[[ Source document open ]]

'With cannabis, I cam control my MS rather than it controlling me.

That's a wonderful feeling.'

 EXCLUSIVE: Legal victory multiple sclerosis sufferer says her only crime is to want to be well.

Source: The Journal http://www.northeastonline.co.uk

Published date: October 4, 2000

Author: Howard Walker

 

'WITH CANNABIS, I CAM CONTROL MY MS RATHER THAN IT CONTROLLING ME.

THAT'S A WONDERFUL FEELING.'

LEZLEY Gibson needs her illegal drugs but she's not an addict. She doesn't even qualify as a recreational drug user.

She smokes cannabis to control a medical condition - and has just come through the ordeal of a court case because of it.

"The only crime that I have committed is to want to be well," says the 36-year old multiple sclerosis sufferer from Alston, Cumbria.

It appears that the courts agree with her. Last week, the mother-of-one was cleared at Carlisle Crown Court of possessing cannabis after police found a street value of 40 of the drug at her home.

Lezley successfully argued that as a sufferer of MS for the past 15 years, she needed to use the class B drug to control pain and alleviate the symptoms of the muscle-wasting disease.

Despite the trauma of the trial ("It was horrific," she declares), the former hairdresser insists she will continue using cannabis and campaign for the drug to be legally used by other MS sufferers.

"I will keep taking my medicine and hope that people leave me alone," she says.

"Cannabis stops all the twitching associated with MS and helps me to function normally. It eases problems with going to the toilet and it just generally steadies things out.

"When you smoke it medicinally, you don't get high. You just come up to the same level as everyone else and it's good to be able to feel like that. With cannabis, I can control my MS instead of it controlling me and that's a wonderful feeling. I believe that if I hadn't been smoking cannabis, I would have ended up in a wheelchair."

[[ Source document closed ]]

**What to work on**
1. In one to three sentences, explain why Lezley Gibson was cleared of possessing cannabis, according to the article on Lezley Gibson.
2. Decide whether each statement agrees with the article on Lezley Gibson. Answer yes or no, and quote the words from the article that settle it. (a) She was cleared at Carlisle Crown Court. (b) She plans to stop using cannabis now that the trial is over. (c) She says smoking cannabis medicinally makes her high.
3. Pick up the article on Lezley Gibson after its final sentence and continue it.

[[ Dataset records open ]]

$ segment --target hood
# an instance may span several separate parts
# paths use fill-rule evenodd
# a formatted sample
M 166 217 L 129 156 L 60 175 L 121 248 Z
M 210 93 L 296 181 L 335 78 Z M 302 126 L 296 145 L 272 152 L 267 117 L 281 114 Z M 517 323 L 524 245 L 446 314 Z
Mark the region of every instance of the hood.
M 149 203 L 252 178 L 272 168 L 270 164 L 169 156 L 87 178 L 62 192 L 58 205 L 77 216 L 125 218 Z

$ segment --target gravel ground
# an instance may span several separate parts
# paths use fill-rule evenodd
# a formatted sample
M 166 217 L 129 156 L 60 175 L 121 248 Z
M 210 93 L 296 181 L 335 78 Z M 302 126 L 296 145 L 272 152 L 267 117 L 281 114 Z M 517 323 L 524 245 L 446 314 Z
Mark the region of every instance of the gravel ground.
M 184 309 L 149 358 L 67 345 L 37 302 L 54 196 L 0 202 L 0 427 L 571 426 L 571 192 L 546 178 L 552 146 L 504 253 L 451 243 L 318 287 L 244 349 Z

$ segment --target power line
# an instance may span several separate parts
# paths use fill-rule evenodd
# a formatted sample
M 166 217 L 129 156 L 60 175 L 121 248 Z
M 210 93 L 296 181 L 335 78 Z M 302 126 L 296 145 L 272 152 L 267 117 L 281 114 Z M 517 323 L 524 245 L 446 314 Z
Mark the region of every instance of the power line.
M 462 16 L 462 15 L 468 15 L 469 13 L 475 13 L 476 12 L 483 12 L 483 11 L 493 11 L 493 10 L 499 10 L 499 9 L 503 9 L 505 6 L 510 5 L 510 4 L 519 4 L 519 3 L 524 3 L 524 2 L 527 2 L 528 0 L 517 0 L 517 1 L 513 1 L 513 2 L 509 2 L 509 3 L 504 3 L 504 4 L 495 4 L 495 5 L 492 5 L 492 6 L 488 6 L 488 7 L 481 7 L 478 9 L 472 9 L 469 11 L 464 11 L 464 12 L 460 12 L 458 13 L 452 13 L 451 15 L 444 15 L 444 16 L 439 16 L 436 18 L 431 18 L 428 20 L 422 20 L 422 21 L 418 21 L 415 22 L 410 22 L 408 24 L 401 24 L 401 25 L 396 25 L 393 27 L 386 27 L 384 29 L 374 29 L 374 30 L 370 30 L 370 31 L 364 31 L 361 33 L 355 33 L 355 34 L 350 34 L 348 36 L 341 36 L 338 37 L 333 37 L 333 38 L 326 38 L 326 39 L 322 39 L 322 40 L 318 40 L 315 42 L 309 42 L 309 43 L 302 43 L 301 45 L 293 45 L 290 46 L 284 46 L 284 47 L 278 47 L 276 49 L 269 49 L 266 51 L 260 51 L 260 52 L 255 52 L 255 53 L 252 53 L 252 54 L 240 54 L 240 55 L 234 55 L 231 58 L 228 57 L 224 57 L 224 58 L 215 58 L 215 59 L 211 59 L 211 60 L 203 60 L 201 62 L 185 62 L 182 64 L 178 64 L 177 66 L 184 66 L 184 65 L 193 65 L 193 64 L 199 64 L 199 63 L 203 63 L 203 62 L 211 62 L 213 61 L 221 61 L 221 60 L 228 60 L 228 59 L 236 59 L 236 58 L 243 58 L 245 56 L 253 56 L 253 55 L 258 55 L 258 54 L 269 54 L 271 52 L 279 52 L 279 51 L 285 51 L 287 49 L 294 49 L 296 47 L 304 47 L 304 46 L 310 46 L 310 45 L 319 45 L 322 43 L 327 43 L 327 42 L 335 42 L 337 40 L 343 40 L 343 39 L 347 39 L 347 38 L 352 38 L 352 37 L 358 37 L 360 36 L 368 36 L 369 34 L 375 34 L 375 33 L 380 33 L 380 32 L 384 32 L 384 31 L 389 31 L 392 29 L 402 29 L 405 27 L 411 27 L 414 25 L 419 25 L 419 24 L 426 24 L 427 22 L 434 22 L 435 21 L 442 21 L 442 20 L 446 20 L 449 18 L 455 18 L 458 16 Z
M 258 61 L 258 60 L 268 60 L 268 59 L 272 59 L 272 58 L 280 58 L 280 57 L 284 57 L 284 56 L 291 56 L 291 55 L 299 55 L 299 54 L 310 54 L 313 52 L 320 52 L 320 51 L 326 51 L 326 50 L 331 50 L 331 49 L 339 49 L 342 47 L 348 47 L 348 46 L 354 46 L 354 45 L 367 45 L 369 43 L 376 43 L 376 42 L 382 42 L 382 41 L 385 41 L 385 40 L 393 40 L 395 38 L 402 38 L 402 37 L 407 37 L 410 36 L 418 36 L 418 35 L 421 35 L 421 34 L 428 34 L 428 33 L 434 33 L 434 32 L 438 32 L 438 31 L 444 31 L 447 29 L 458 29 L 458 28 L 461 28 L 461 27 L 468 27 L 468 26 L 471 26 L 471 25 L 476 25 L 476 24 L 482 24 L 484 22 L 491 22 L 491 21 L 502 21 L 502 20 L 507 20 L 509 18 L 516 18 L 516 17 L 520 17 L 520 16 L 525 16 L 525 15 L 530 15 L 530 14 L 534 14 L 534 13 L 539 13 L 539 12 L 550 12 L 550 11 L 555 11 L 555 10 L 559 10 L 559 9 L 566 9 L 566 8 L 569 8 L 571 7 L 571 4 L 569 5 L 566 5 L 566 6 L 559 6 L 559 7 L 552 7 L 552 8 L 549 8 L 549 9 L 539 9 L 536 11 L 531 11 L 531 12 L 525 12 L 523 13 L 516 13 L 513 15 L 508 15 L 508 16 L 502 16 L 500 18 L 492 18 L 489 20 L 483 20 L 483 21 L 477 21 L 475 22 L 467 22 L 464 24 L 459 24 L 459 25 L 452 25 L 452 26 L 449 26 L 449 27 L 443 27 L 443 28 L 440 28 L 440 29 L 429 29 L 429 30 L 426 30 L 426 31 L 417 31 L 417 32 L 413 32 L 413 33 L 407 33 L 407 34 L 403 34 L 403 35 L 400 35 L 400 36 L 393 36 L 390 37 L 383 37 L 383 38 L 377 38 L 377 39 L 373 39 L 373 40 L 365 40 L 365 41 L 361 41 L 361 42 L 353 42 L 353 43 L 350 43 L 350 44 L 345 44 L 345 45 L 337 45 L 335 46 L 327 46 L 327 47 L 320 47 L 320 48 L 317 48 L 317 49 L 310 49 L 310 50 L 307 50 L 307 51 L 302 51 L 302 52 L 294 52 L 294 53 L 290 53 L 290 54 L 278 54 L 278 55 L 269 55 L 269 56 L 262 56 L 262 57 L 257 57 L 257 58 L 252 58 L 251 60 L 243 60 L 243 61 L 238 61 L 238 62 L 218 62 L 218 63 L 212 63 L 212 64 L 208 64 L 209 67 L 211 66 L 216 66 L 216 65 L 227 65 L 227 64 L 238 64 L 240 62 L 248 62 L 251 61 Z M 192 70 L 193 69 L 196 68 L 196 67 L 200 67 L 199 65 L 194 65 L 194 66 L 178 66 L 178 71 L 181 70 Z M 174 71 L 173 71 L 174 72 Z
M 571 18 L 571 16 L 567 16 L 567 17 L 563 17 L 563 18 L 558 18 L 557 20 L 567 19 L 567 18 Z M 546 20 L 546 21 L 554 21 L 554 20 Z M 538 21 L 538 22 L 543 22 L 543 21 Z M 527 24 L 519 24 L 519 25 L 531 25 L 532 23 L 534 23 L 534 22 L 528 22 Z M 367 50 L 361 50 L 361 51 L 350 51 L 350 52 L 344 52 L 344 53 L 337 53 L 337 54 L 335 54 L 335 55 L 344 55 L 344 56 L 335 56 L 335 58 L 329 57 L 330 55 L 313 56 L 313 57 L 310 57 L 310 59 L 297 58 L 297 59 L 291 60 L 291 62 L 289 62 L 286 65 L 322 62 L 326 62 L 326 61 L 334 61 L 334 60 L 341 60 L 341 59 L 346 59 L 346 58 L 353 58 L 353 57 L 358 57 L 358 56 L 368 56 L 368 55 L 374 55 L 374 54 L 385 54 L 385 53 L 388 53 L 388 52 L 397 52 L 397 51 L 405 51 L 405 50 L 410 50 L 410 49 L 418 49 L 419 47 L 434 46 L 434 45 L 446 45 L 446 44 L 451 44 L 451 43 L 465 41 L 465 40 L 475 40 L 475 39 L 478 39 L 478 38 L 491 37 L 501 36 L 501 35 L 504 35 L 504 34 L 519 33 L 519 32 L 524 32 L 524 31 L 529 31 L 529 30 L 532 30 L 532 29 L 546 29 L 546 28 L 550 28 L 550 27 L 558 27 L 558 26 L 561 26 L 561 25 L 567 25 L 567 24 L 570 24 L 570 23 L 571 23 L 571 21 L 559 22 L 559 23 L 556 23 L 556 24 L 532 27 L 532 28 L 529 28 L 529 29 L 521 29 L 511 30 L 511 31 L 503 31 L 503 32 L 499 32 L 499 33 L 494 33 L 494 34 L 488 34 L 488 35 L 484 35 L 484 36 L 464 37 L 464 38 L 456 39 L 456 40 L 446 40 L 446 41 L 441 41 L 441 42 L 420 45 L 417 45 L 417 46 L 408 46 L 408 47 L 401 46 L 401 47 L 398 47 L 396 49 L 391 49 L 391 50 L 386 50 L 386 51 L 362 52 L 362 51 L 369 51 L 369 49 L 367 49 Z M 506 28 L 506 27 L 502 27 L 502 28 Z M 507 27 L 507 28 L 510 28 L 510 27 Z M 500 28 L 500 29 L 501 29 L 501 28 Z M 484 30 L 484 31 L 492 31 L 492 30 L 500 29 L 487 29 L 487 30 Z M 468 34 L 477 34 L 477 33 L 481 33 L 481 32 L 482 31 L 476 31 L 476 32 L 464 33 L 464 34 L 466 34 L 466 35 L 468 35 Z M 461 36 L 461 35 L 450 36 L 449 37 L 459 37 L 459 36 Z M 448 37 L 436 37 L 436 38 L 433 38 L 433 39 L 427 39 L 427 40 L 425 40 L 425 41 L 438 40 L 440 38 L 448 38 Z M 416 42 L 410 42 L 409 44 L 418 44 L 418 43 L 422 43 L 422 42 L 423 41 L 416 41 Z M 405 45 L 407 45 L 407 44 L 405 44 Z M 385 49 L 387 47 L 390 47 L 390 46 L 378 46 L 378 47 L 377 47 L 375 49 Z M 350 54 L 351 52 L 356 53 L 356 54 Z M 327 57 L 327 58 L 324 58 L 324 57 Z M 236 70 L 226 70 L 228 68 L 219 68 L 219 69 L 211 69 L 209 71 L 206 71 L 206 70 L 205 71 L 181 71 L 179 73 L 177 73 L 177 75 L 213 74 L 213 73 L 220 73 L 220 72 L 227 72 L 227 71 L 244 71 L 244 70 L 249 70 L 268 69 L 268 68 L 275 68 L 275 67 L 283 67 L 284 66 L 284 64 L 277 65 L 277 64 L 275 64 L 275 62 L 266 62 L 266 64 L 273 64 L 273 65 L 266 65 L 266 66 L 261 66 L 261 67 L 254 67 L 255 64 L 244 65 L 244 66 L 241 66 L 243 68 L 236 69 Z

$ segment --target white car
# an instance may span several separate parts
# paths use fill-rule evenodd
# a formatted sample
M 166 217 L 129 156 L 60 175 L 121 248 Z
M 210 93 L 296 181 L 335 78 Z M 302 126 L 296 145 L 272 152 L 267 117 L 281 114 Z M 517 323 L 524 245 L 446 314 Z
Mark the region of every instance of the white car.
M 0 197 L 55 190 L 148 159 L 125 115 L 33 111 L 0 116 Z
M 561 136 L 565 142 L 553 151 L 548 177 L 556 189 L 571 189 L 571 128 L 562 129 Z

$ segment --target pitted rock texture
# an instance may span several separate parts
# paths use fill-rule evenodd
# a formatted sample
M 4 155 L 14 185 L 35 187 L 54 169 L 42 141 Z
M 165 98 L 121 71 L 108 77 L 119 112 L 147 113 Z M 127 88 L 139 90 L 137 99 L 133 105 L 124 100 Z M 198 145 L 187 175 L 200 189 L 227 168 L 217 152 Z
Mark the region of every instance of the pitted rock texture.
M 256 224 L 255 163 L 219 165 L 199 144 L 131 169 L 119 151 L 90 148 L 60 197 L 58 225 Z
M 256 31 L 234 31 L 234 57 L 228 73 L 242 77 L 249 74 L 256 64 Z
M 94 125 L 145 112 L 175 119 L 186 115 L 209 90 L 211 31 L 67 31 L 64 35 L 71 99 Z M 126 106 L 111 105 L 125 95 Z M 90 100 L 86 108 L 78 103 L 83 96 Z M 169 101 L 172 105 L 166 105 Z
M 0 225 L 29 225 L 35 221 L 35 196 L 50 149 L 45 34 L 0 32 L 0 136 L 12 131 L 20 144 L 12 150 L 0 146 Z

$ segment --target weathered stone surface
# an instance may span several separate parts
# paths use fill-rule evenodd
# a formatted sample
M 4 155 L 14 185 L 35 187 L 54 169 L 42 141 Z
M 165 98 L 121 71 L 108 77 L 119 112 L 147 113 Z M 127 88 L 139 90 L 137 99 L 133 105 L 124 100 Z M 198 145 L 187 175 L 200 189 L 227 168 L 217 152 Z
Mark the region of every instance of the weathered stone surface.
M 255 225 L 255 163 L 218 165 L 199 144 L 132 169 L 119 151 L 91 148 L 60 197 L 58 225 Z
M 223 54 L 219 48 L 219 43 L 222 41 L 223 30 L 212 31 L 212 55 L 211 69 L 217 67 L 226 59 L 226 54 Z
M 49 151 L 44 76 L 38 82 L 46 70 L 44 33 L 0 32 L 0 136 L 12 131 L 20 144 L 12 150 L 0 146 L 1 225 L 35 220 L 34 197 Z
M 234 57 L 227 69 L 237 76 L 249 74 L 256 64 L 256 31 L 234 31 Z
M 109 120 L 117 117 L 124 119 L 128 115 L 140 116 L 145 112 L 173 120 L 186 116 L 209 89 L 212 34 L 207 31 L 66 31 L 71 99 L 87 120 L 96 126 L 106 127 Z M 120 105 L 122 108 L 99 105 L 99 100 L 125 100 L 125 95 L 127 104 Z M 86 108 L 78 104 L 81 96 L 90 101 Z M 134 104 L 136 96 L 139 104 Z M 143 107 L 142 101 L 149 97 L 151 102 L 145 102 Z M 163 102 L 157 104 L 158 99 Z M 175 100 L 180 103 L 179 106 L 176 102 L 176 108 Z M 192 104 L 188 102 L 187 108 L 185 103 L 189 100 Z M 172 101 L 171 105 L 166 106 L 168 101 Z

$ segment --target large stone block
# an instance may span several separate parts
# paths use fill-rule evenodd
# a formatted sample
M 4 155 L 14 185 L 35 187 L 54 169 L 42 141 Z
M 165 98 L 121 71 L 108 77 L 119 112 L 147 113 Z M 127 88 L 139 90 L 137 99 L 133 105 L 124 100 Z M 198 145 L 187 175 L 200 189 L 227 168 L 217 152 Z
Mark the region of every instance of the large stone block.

[[ Dataset records closed ]]

**Your written answers**
1. She was cleared because she successfully argued that, having had MS for 15 years, she needed cannabis to control pain and ease the symptoms of the muscle-wasting disease.

2.
(a) Yes: "the mother-of-one was cleared at Carlisle Crown Court of possessing cannabis"
(b) No: "the former hairdresser insists she will continue using cannabis"
(c) No: "When you smoke it medicinally, you don't get high."

3.
That was exactly the prognosis when Lezley was diagnosed with the condition 15 years ago. She had been about to start up her own hair salon and was on the verge of a very promising career - during her training, she had beaten now-famous hairdressers Nicky Clark and Andrew Collinge in apprentice competition. But when doctors told her she had MS and predicted she would be in a wheelchair within five years, her world fell apart.

"I cried for about three days solid - I was devastated. The only advice I was given was to not eat butter and I quickly realised I was very much on my own."

The steroids Lezley was given to build up her muscles only made her overweight, aggressive and gave her skin problems. She tried other prescription drugs, including valium, but nothing seemed to work until she came across cannabis.

"I read in a magazine about a sufferer who had used cannabis had had got a lot of relief from it. Then one time I was out with some recreational smokers and I got passed a spliff.

"Within minutes of smoking it, I felt nearly as normal and as good as I had been before I got MS."

She found out more about the drug and about other sufferers' use of it, and tried various forms of taking it (tea, pipes, eating) before concluding that smoking it in a reefer, or spliff, with tobacco was the quickest and most effective in relieving her symptoms. These have included temporary paralysis, loss of speech and vision and loss of balance.

Lezley has been using the drug for 12 years and now she smokes between three and five reefers per day. She stresses that the cannabis she gets is medicinal and not "street" cannabis and says she gets it by mail order.

"In the past, i have had to go to drug dealers because you can't buy it from the chemist and it was horrible. It's not somewhere I would have normally gone."

She is very keen to draw the line between recreational and medicinal use of the drug. "I have a 14-year-old daughter and I don't smoke it in front of her. One of the reasons why i want to speak out is because as a parent part of your job is to teach your children right and wrong and so on and I'm sitting there knowing in my head that I am breaking the law as it currently stands.

"As long as I'm not bothering anyone else, I can't see the problem."

Lezley and husband Mark say they have had overwhelming support from family, friends, fellow MS sufferers and people in Alston.

Their living room is full of cards and bouquets from supporters and when we go outside to take pictures, Lezley os greeted warmly by passers-by.

"I've nothing but masses of support from people - we couldn't have done it without them and our legal team," she smiles.

Lezley now hopes the trial and the surrounding publicity will encourage the Government to look again at the issue.

"A criminal court is not the place for a disabled person to be," she says. "It shouldn't be a crime to want to be well."

The MS society has backed the legalisation of cannabis solely for medicinal use and the British Medical Association (BMA) has for years been calling for research into the therapeutic use.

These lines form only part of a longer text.